* [The request]
Copy out the lines below with every "integer" changed to "whole-number", and keep everything else the same.

** Start of Given data **

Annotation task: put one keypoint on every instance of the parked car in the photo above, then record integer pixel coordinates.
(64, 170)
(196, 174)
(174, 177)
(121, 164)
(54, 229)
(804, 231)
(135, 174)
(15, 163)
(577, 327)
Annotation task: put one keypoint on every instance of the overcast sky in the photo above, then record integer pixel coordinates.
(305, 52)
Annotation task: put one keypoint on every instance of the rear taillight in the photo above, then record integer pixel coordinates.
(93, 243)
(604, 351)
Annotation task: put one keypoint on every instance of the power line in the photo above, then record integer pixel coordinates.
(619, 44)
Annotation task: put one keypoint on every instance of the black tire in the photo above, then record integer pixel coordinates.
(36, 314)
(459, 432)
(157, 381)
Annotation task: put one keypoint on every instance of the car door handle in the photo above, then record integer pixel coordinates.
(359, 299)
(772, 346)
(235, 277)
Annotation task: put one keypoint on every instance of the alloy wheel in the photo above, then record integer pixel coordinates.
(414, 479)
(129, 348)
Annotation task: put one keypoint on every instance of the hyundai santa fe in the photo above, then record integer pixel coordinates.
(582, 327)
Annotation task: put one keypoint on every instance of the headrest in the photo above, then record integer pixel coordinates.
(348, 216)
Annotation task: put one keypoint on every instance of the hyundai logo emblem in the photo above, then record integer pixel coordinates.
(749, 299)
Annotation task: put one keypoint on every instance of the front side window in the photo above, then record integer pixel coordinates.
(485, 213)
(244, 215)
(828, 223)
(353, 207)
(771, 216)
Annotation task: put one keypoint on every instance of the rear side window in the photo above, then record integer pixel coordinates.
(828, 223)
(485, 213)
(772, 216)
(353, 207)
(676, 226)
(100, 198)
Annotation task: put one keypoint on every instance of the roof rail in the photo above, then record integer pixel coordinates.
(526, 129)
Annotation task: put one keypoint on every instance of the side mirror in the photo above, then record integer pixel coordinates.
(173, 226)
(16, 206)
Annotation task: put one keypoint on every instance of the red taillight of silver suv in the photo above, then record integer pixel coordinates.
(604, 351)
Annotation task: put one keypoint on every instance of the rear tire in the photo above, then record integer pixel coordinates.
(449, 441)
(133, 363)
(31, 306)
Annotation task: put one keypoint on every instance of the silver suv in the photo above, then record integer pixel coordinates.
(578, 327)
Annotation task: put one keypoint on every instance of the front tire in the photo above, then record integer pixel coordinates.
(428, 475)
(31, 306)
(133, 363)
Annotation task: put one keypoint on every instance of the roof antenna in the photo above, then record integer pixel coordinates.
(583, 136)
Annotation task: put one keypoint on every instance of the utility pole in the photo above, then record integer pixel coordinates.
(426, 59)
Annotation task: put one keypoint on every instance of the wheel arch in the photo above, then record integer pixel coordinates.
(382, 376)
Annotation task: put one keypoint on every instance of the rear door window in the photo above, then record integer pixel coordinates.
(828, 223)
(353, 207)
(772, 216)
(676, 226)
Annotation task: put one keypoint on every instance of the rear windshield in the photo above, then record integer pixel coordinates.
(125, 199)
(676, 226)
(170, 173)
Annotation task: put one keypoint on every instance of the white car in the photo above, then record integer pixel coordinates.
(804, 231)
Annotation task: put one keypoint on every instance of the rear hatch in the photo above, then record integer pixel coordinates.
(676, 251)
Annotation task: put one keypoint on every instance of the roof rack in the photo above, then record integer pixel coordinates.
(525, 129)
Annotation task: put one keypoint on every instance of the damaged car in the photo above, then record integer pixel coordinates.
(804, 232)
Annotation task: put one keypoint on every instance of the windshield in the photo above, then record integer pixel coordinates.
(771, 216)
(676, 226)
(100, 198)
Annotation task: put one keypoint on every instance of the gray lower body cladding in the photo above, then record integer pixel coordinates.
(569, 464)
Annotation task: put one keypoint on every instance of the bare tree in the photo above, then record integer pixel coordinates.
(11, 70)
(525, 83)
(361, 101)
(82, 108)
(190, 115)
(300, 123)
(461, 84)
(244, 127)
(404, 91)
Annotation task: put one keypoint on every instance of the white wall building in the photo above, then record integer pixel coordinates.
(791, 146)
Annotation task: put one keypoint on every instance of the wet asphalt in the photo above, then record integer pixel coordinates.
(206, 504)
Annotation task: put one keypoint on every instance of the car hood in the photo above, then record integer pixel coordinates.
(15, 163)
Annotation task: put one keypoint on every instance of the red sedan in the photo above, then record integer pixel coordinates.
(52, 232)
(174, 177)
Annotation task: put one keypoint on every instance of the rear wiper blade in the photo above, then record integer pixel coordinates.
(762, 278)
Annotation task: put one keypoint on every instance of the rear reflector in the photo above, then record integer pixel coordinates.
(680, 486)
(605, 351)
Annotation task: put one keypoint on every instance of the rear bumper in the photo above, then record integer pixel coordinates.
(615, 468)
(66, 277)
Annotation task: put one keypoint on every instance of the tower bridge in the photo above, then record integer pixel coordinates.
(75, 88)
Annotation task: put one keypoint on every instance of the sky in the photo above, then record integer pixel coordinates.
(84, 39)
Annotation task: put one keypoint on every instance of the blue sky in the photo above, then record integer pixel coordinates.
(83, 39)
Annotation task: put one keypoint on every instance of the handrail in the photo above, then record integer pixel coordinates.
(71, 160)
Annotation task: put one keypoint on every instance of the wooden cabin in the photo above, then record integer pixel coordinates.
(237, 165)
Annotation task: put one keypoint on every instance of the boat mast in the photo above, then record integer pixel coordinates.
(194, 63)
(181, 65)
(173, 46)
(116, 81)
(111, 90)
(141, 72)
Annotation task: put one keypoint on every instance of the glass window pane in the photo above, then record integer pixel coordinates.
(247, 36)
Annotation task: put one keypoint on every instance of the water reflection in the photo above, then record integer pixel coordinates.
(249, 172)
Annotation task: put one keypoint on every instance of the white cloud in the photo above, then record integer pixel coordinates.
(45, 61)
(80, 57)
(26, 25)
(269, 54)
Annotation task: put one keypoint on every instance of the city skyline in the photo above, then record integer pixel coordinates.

** End of Given data **

* [Correct output]
Annotation task: put one keypoint on every instance of the parked car in the photo above, then record whole-number pixel coordinates.
(64, 170)
(196, 174)
(174, 177)
(121, 164)
(54, 229)
(804, 231)
(135, 174)
(15, 163)
(577, 327)
Annotation task: put one keypoint on every instance of the overcast sky in the photo above, then record whole-number pixel coordinates.
(305, 52)
Annotation task: put one keypoint on every instance of the rear taillight in the photo above, then record whole-number pixel coordinates.
(93, 243)
(604, 351)
Annotation task: put one keypoint on every instance of the power line in the photo above, then record whole-number pixel coordinates.
(619, 44)
Annotation task: put one keypoint on every instance of the black tire in the photo above, then record whole-number pixel coordinates.
(36, 314)
(459, 432)
(157, 381)
Annotation task: put one keypoint on every instance of the car door handle in the photo above, then record whole-number pixel coordinates.
(359, 299)
(772, 346)
(235, 277)
Annotation task: put one keypoint on every instance of the alloy wheel in the photo above, then record whole-number pixel coordinates.
(414, 479)
(129, 348)
Annotation task: put one keypoint on every instance of the hyundai santa fe in the photo above, then record whole-number pixel coordinates.
(582, 327)
Annotation task: put one keypoint on every instance of the headrest in the photo above, then record whole-number pixel coordinates.
(348, 216)
Annotation task: put one keypoint on every instance of the hyundai logo emblem in the photo above, then record whole-number pixel coordinates.
(749, 299)
Annotation task: put one keypoint on every instance of the front side window in the photo above, then record whole-number pixel coordinates.
(485, 213)
(244, 215)
(828, 223)
(353, 207)
(771, 216)
Annotation task: put one keypoint on every instance of the rear side window in the photo above, then record whole-number pixel coordinates.
(828, 223)
(485, 213)
(772, 216)
(353, 207)
(676, 226)
(100, 198)
Annotation task: put one keypoint on every instance of the roof rail in the photo above, then record whole-number pixel coordinates.
(526, 129)
Annotation task: put one keypoint on every instance of the side mirror in the photo above, then record whole-number pixel coordinates.
(173, 226)
(16, 206)
Annotation task: put one keypoint on every instance of the red taillight of silver suv in the photo above, then record whole-number pixel coordinates.
(604, 351)
Annotation task: put one keypoint on every instance of the rear tire in the photo above, then record whole-number pixel coordinates.
(449, 441)
(133, 363)
(31, 306)
Annotation task: put one keypoint on every instance of the silver suv in the photo above, then record whole-number pixel coordinates.
(578, 327)
Annotation task: put one keypoint on every instance of the front tire in the photo above, then record whole-number pixel coordinates.
(428, 475)
(31, 306)
(133, 363)
Annotation task: put one keypoint on every instance of the roof antenna in the photo above, then record whole-number pixel coordinates.
(583, 136)
Annotation task: put one keypoint on every instance of the utility pole in the photo above, then record whole-number pixel coordinates.
(426, 59)
Annotation task: put one keypoint on every instance of the wheel arch in the photo above, then record whole-number pixel coordinates.
(382, 376)
Annotation task: put one keypoint on every instance of the rear door window in the photo above, then record whole-number pixel coordinates.
(828, 223)
(353, 207)
(772, 216)
(676, 226)
Annotation task: put one keypoint on every instance of the rear windshield in the photo above, then record whole-number pixel coordinates.
(125, 199)
(676, 226)
(170, 173)
Annotation task: put one keypoint on every instance of the white car in the photo above, then record whole-number pixel coordinates.
(804, 231)
Annotation task: put one keypoint on every instance of the rear hatch in the photo above, then record whole-number pixel coordinates.
(676, 251)
Annotation task: put one keypoint on every instance of the roof rack in the photo above, then record whole-number pixel coordinates.
(525, 129)
Annotation task: put one keypoint on every instance of the damaged car in the photo above, then record whole-number pixel coordinates.
(804, 232)
Annotation task: put one keypoint on every instance of the windshield in the photo above, then record whole-number pixel coordinates.
(771, 216)
(676, 226)
(100, 198)
Annotation task: put one keypoint on every instance of the gray lower body cladding in the photo above, then record whole-number pixel coordinates.
(569, 464)
Annotation task: put one keypoint on every instance of the bare tree in the photo above, then record whole-number pixel coordinates.
(11, 70)
(525, 83)
(361, 101)
(82, 108)
(190, 115)
(300, 123)
(461, 84)
(244, 127)
(404, 91)
Annotation task: put one keypoint on every instance of the white wall building in the photo above, then record whole-number pixel coordinates.
(791, 146)
Annotation task: put one keypoint on every instance of the wet asphalt in the photo above, then record whole-number pixel coordinates.
(206, 504)
Annotation task: put one keypoint on every instance of the car hood in the photo above, then record whole-number pixel coordinates.
(15, 163)
Annotation task: put one keypoint on every instance of the red sedan in the photo above, then record whole-number pixel coordinates.
(52, 232)
(174, 177)
Annotation task: put one keypoint on every instance of the rear wiper blade in the photo above, then record whole-number pixel coordinates.
(762, 278)
Annotation task: put one keypoint on every instance of the rear reflector in the photo above, then record whole-number pixel coordinates.
(680, 486)
(605, 351)
Annotation task: put one keypoint on every instance of the rear bumper in the photo above, then record whole-number pixel coordinates.
(615, 468)
(66, 277)
Annotation task: put one keypoint on every instance of the tower bridge in the photo above, then record whole-number pixel coordinates.
(75, 88)
Annotation task: put one keypoint on every instance of the sky in the photo above, then record whole-number pixel coordinates.
(84, 39)
Annotation task: put one keypoint on every instance of the blue sky in the photo above, then record whole-number pixel coordinates.
(83, 39)
Annotation task: put one keypoint on every instance of the handrail in the photo above, then record whole-number pixel coordinates.
(71, 160)
Annotation task: put one keypoint on every instance of the wooden cabin in the photo above, then record whole-number pixel coordinates.
(237, 165)
Annotation task: put one keypoint on every instance of the boat mast in the photo above, then record whole-number pixel coordinates.
(194, 63)
(181, 65)
(173, 46)
(116, 81)
(111, 90)
(141, 72)
Annotation task: put one keypoint on every instance of the glass window pane in the photo above, then record whole-number pixel coordinates.
(247, 36)
Annotation task: put one keypoint on every instance of the water reflection in the photo above, then record whole-number pixel coordinates.
(249, 172)
Annotation task: put one keypoint on every instance of the white cloud in the photo above, then record whole-number pixel coordinates.
(45, 61)
(80, 57)
(26, 25)
(269, 54)
Annotation task: put one keypoint on every instance of the city skyline in the photo above, then record whole-number pixel coordinates.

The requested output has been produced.